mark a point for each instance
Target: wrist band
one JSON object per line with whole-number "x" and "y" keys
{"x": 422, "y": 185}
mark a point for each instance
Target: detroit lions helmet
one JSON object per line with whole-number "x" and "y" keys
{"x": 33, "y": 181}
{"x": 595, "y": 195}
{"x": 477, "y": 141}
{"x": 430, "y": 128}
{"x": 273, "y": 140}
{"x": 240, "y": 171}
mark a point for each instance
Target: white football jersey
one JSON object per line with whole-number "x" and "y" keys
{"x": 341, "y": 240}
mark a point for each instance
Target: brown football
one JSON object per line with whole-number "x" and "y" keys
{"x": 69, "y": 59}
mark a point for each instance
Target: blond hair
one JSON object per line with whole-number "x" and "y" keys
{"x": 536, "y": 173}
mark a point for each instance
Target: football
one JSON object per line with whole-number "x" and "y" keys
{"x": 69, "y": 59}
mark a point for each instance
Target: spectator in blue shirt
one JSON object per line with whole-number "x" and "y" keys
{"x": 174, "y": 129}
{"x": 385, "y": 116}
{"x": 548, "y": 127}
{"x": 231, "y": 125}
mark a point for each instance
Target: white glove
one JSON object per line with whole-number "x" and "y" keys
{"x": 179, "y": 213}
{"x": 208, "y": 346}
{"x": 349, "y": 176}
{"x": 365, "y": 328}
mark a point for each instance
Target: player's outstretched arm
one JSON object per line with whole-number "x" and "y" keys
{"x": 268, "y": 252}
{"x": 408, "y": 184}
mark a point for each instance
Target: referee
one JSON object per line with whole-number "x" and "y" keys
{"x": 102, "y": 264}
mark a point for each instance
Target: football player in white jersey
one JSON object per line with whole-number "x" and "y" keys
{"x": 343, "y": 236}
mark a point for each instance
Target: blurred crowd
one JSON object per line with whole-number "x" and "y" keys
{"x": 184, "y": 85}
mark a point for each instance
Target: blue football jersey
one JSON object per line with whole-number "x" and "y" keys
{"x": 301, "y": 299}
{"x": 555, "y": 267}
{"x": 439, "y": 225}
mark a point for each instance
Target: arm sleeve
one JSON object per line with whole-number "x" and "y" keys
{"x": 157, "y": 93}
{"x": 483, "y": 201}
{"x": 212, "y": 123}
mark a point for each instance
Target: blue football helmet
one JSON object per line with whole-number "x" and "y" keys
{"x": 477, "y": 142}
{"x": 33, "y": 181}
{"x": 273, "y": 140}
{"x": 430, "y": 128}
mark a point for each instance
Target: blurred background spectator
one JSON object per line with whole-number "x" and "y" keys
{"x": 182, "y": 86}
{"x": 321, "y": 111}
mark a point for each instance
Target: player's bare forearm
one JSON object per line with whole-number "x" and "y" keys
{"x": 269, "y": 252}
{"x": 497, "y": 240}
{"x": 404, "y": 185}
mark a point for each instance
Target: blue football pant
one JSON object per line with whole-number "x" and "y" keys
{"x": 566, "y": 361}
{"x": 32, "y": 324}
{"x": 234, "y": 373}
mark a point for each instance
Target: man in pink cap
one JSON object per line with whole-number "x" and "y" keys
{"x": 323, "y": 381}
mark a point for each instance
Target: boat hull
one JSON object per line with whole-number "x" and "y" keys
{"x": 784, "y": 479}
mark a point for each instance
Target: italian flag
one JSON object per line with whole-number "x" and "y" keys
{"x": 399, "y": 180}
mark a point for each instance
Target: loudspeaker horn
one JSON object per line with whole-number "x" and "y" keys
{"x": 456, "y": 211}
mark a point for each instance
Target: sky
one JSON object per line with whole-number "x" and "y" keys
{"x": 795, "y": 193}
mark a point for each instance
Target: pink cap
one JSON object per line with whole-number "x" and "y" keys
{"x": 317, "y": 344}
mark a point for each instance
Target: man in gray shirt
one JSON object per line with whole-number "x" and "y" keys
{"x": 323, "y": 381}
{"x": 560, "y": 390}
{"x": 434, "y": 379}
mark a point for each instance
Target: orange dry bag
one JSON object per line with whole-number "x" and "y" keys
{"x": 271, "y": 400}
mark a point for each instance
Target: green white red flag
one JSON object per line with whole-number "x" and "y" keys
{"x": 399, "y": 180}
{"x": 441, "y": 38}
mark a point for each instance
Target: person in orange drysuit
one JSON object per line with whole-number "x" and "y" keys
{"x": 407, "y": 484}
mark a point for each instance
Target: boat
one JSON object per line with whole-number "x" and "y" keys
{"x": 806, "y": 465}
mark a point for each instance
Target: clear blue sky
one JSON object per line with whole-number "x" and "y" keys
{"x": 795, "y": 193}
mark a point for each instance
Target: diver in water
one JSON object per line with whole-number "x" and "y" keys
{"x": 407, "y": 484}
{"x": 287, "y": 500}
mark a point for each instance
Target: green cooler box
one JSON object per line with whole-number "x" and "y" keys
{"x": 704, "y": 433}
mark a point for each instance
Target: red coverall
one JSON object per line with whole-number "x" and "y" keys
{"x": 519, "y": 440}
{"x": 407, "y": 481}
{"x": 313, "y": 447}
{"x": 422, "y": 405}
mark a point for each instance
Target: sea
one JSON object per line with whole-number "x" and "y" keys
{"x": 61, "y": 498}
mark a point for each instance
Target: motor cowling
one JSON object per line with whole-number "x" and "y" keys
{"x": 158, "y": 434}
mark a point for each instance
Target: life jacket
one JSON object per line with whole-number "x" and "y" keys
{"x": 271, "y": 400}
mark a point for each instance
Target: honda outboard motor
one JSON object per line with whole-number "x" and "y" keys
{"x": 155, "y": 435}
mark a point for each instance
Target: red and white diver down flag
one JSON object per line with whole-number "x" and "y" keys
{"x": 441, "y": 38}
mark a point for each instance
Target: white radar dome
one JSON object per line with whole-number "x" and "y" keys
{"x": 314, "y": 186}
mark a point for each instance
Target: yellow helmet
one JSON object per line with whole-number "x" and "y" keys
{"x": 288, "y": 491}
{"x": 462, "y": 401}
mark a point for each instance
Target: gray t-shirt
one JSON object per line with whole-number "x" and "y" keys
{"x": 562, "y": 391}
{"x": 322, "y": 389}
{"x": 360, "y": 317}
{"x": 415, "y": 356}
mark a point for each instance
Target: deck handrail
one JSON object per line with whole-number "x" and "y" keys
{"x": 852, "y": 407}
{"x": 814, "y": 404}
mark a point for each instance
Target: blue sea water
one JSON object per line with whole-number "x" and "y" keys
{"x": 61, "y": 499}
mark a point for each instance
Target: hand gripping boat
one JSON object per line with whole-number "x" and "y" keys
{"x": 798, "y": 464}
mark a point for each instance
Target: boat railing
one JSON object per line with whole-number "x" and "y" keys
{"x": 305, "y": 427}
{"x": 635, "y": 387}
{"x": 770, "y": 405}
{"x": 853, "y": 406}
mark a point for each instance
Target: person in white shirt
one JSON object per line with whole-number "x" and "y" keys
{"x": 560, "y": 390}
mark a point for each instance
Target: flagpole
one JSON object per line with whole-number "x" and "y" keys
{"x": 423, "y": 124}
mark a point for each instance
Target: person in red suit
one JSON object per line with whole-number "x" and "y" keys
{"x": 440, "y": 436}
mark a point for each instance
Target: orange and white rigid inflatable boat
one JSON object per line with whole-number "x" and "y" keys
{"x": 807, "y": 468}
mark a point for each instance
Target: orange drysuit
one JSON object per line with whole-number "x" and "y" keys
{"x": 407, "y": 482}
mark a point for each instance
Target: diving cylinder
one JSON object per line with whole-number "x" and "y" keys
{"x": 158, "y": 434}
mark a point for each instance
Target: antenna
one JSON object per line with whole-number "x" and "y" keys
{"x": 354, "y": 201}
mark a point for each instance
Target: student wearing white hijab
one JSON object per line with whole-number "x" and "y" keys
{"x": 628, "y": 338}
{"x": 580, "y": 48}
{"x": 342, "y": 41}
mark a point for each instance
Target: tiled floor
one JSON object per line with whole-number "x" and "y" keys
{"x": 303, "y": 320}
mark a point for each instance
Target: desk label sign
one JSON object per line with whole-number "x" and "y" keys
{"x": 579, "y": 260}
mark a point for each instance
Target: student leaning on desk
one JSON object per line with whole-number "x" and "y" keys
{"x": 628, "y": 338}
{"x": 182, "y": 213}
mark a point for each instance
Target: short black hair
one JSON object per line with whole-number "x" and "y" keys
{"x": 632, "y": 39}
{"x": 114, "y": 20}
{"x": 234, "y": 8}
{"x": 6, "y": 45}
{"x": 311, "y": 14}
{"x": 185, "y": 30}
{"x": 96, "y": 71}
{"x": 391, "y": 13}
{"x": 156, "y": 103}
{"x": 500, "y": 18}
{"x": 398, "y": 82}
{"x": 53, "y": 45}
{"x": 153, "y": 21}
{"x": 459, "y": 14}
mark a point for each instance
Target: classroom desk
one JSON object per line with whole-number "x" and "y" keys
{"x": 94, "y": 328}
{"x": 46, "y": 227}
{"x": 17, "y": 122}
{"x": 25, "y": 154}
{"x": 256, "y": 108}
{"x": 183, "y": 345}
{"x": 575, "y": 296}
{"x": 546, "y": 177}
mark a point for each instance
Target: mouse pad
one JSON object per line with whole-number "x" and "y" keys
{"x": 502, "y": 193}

####

Extract each line from the items above that contains the string "student".

Task solution:
Target: student wearing white hijab
Target: student leaning on desk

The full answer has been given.